EXERCISE REQUIREMENTS: Could you reproduce all of the material below line for line, without changing a single character?

····················

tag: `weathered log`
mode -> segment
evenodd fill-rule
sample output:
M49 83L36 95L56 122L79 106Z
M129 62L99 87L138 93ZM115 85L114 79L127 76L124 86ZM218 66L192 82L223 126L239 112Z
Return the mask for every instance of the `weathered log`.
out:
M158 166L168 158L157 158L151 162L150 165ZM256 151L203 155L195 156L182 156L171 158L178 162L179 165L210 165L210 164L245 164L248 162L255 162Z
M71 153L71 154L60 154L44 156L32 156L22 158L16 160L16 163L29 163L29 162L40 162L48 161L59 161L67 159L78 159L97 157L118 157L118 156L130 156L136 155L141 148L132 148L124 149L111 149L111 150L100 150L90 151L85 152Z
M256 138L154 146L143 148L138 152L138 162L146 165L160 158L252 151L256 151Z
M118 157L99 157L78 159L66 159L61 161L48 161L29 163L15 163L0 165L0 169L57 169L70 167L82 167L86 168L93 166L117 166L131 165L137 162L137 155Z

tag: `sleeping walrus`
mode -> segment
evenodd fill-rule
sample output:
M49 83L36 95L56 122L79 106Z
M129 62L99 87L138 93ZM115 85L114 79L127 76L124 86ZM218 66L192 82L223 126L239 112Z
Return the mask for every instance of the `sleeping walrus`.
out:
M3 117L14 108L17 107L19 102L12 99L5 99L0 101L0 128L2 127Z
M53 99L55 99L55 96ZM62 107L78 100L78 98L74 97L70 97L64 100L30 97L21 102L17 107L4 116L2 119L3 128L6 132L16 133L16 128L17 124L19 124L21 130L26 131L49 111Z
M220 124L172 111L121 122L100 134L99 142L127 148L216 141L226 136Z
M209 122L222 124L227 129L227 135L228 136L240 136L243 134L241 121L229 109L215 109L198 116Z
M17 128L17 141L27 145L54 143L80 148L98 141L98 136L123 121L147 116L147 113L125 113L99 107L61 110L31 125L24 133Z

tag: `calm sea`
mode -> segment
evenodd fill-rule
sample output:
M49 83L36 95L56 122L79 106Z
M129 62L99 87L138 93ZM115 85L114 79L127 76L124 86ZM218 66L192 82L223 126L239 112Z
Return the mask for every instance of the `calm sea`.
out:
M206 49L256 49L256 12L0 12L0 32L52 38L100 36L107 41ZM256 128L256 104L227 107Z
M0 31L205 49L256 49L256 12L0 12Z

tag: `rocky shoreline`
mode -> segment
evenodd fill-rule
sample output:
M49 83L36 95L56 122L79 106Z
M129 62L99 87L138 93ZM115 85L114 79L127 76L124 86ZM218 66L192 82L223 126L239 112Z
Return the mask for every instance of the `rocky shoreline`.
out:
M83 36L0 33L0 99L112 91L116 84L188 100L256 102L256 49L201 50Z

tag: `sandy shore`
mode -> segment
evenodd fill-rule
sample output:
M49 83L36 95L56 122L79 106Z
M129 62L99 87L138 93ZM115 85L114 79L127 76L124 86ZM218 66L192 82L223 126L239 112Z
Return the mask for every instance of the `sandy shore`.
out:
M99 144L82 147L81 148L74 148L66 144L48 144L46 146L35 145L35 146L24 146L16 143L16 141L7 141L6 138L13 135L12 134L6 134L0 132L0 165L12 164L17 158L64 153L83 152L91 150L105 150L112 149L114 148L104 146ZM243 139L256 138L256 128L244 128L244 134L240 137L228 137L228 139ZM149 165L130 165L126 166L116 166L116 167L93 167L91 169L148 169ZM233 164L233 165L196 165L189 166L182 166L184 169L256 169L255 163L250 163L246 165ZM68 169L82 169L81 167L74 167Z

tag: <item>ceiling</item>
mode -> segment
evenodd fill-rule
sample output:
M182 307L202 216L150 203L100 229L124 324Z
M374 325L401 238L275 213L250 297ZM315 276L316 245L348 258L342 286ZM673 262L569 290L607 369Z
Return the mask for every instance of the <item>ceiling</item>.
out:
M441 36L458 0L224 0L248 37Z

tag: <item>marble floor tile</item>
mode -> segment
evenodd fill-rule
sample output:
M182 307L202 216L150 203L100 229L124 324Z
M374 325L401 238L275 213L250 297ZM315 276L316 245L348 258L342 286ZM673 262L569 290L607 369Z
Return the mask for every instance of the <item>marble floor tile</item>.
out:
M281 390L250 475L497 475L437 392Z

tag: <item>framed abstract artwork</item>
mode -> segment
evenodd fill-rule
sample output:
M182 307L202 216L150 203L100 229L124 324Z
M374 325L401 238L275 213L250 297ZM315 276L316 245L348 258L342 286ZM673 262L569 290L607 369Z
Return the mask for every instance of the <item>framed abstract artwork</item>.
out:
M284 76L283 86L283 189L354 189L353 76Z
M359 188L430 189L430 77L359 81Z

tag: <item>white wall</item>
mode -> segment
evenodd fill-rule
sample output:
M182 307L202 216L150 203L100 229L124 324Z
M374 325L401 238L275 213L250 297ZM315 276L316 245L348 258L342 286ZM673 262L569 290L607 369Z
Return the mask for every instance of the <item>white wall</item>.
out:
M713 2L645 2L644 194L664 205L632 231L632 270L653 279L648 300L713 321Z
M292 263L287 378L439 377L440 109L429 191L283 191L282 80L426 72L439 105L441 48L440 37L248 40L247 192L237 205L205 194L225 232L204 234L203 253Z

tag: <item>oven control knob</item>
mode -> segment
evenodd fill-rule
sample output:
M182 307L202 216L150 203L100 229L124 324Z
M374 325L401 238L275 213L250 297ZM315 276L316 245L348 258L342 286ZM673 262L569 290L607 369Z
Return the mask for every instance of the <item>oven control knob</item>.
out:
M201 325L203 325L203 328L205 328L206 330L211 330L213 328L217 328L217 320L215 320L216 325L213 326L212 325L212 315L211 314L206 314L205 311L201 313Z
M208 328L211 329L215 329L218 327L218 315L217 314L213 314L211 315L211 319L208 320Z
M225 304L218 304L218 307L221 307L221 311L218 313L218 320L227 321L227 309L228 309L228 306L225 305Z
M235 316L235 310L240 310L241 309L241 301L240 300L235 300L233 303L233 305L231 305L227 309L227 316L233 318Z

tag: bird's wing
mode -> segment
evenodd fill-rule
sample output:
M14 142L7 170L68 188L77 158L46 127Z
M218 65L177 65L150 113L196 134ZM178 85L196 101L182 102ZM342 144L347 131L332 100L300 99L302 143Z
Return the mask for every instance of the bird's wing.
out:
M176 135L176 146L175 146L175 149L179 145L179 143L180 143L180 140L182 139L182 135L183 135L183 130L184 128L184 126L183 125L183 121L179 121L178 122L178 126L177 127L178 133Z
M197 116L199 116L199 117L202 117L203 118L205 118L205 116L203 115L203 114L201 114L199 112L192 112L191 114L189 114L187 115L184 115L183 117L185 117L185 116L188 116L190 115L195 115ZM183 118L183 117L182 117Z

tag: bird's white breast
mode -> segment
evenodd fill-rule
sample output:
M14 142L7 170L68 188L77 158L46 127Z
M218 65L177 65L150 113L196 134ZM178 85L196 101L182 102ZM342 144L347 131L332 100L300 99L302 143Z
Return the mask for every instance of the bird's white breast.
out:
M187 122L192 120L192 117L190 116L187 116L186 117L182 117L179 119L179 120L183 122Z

····················

RESPONSE:
tag: `weathered log`
mode -> segment
evenodd fill-rule
sample output:
M49 83L36 95L56 122L79 106Z
M129 62L99 87L138 93ZM115 85L114 79L127 76L124 86ZM218 66L192 82L223 126L239 112Z
Return the mask for every instance of the `weathered log`.
out:
M158 166L168 158L157 158L151 162L150 165ZM256 151L203 155L195 156L182 156L171 158L178 162L179 165L210 165L210 164L245 164L248 162L255 162Z
M71 153L71 154L60 154L44 156L32 156L22 158L16 160L16 163L29 163L29 162L40 162L48 161L59 161L67 159L78 159L97 157L118 157L118 156L130 156L136 155L141 148L132 148L124 149L111 149L111 150L100 150L90 151L85 152Z
M256 138L154 146L143 148L138 152L138 162L146 165L160 158L252 151L256 151Z
M118 157L99 157L78 159L66 159L61 161L48 161L29 163L15 163L0 165L0 169L57 169L70 167L82 167L86 168L93 166L117 166L131 165L137 162L137 155Z

tag: `sleeping walrus`
mode -> segment
evenodd fill-rule
sample output:
M49 83L36 95L56 122L79 106Z
M129 62L99 87L138 93ZM115 85L114 79L127 76L124 86ZM218 66L192 82L223 126L239 112Z
Return the mask for every instance of the `sleeping walrus`.
out:
M3 117L14 108L17 107L19 102L12 99L5 99L0 101L0 128L2 127Z
M53 99L55 99L55 96ZM62 107L78 100L78 98L74 97L70 97L64 100L30 97L21 102L17 107L4 116L2 119L3 128L6 132L16 133L16 128L17 124L19 124L21 130L26 131L49 111Z
M220 124L172 111L121 122L100 134L99 142L127 148L216 141L226 136Z
M209 122L222 124L227 129L227 135L228 136L240 136L243 134L241 121L229 109L215 109L198 116Z
M17 128L17 141L27 145L54 143L80 148L98 141L98 136L123 121L147 116L147 113L125 113L99 107L61 110L31 125L24 133Z

tag: `calm sea`
mode -> segment
evenodd fill-rule
sample output:
M49 83L36 95L56 122L79 106Z
M129 62L99 87L138 93ZM115 85L114 79L127 76L124 86ZM218 66L192 82L223 126L239 112Z
Return the mask for every instance of the `calm sea`.
out:
M206 49L256 49L256 12L0 12L0 32L52 38L100 36L107 41ZM256 128L256 104L227 107Z
M0 31L205 49L256 49L256 12L0 12Z

tag: `rocky shoreline`
mode -> segment
evenodd fill-rule
sample output:
M49 83L36 95L56 122L79 106Z
M129 62L99 87L138 93ZM115 85L114 79L127 76L124 86ZM218 66L192 82L223 126L239 112Z
Return the mask for every instance of the `rocky shoreline`.
out:
M83 36L0 33L0 99L112 91L116 84L188 100L256 102L256 49L201 50Z

tag: `sandy shore`
mode -> segment
evenodd fill-rule
sample output:
M49 83L36 95L56 122L79 106Z
M129 62L99 87L138 93ZM115 85L114 79L127 76L124 86ZM218 66L192 82L223 126L239 112Z
Return the mask for every instance of the `sandy shore`.
out:
M99 144L82 147L81 148L74 148L66 144L48 144L46 146L35 145L35 146L24 146L16 143L16 141L7 141L6 138L13 135L12 134L6 134L0 132L0 165L12 164L17 158L64 153L83 152L91 150L105 150L112 149L114 148L104 146ZM243 139L256 138L256 128L244 128L244 134L240 137L228 137L228 139ZM149 165L130 165L126 166L116 166L116 167L93 167L91 169L148 169ZM233 164L233 165L196 165L189 166L182 166L184 169L256 169L255 163L250 163L246 165ZM68 169L82 169L81 167L74 167Z

tag: <item>ceiling</item>
mode -> segment
evenodd fill-rule
sample output:
M182 307L202 216L150 203L100 229L124 324Z
M374 325L401 238L275 213L250 297ZM315 276L316 245L348 258L342 286ZM673 262L569 290L607 369Z
Return the mask for every instance of the <item>ceiling</item>.
out:
M441 36L458 0L224 0L248 37Z

tag: <item>marble floor tile</item>
mode -> segment
evenodd fill-rule
sample output:
M182 307L202 216L150 203L100 229L124 324Z
M374 325L401 238L275 213L250 297ZM315 276L316 245L348 258L342 286ZM673 262L569 290L607 369Z
Return the mask for every instance of the <item>marble floor tile</item>.
out:
M281 390L250 475L497 475L437 392Z

tag: <item>framed abstract artwork</item>
mode -> segment
evenodd fill-rule
sample output:
M182 307L202 216L150 203L100 229L124 324Z
M374 325L401 238L275 213L250 297ZM315 276L316 245L348 258L342 286ZM673 262L569 290L607 369Z
Return the mask for every instance of the <item>framed abstract artwork</item>.
out:
M284 76L283 86L283 189L354 189L353 76Z
M359 188L430 189L430 77L359 81Z

tag: <item>white wall</item>
mode -> segment
evenodd fill-rule
sample output:
M182 307L202 216L150 203L100 229L124 324Z
M374 325L401 238L275 213L250 297ZM315 276L316 245L348 258L342 286ZM673 262L569 290L607 369Z
Return the mask for every instance of the <item>white wall</item>.
out:
M713 2L645 2L644 194L664 205L632 231L632 270L653 279L648 300L713 321Z
M292 263L287 378L439 377L440 109L429 191L283 191L282 80L426 72L439 105L441 48L440 37L248 40L247 192L237 205L205 194L225 232L204 234L203 253Z

tag: <item>oven control knob</item>
mode -> segment
evenodd fill-rule
sample output:
M182 307L202 216L150 203L100 229L124 324Z
M374 325L401 238L275 213L250 297ZM315 276L316 245L348 258L342 286ZM673 262L569 290L607 369Z
Return the mask for every instance of the <item>oven control knob</item>.
out:
M201 325L203 325L203 328L205 328L206 330L211 330L213 328L217 328L217 320L215 320L216 325L213 326L212 325L212 315L211 314L206 314L205 311L201 313Z
M208 328L211 329L215 329L218 327L218 315L217 314L213 314L211 315L211 319L208 320Z
M225 304L218 304L218 307L221 307L221 311L218 313L218 320L227 321L227 309L228 309L228 306L225 305Z
M235 316L235 310L240 310L241 309L241 301L240 300L235 300L233 303L233 305L231 305L227 309L227 316L233 318Z

tag: bird's wing
mode -> segment
evenodd fill-rule
sample output:
M14 142L7 170L68 188L77 158L46 127Z
M218 65L177 65L150 113L196 134ZM178 85L196 101L182 102ZM342 144L347 131L332 100L300 99L302 143Z
Return the mask for every instance of the bird's wing.
out:
M176 135L176 146L175 146L175 149L179 145L179 143L180 143L180 140L182 139L182 135L183 135L183 130L184 128L184 126L183 125L183 121L179 121L178 122L178 126L177 127L178 133Z
M197 116L199 116L199 117L202 117L203 118L205 118L205 116L203 115L203 114L201 114L199 112L192 112L191 114L189 114L187 115L184 115L183 117L185 117L185 116L188 116L190 115L195 115ZM183 118L183 117L182 117Z

tag: bird's white breast
mode -> segment
evenodd fill-rule
sample output:
M14 142L7 170L68 188L77 158L46 127Z
M218 65L177 65L150 113L196 134ZM178 85L196 101L182 102ZM342 144L347 131L332 100L300 99L302 143Z
Return the mask for every instance of the bird's white breast.
out:
M187 122L192 120L192 117L190 116L187 116L186 117L182 117L179 119L179 120L183 122Z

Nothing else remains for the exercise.